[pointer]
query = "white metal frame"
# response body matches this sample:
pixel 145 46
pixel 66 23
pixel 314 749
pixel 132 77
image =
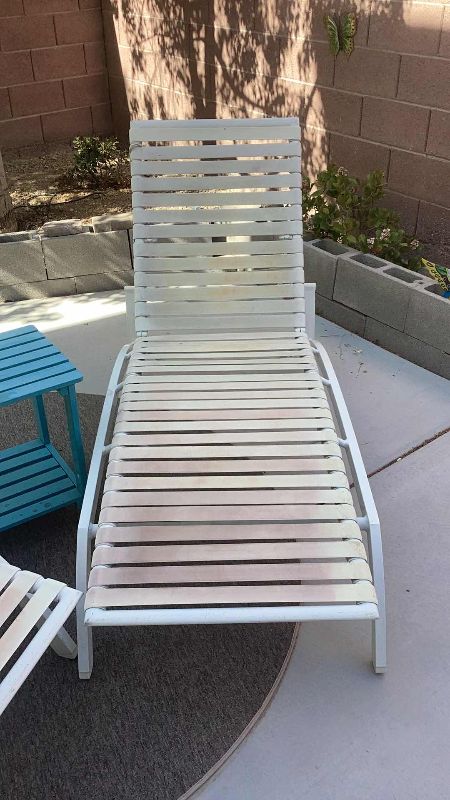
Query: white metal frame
pixel 368 522
pixel 50 633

━━━━━━━━━━

Rewrite all the material above, replacing "frame" with "gate" wherever it appears and changing nothing else. Leave the pictures out of your version.

[pointer]
query = "white metal gate"
# response body matches this sample:
pixel 145 46
pixel 66 23
pixel 314 749
pixel 132 77
image =
Query: white metal gate
pixel 368 522
pixel 50 633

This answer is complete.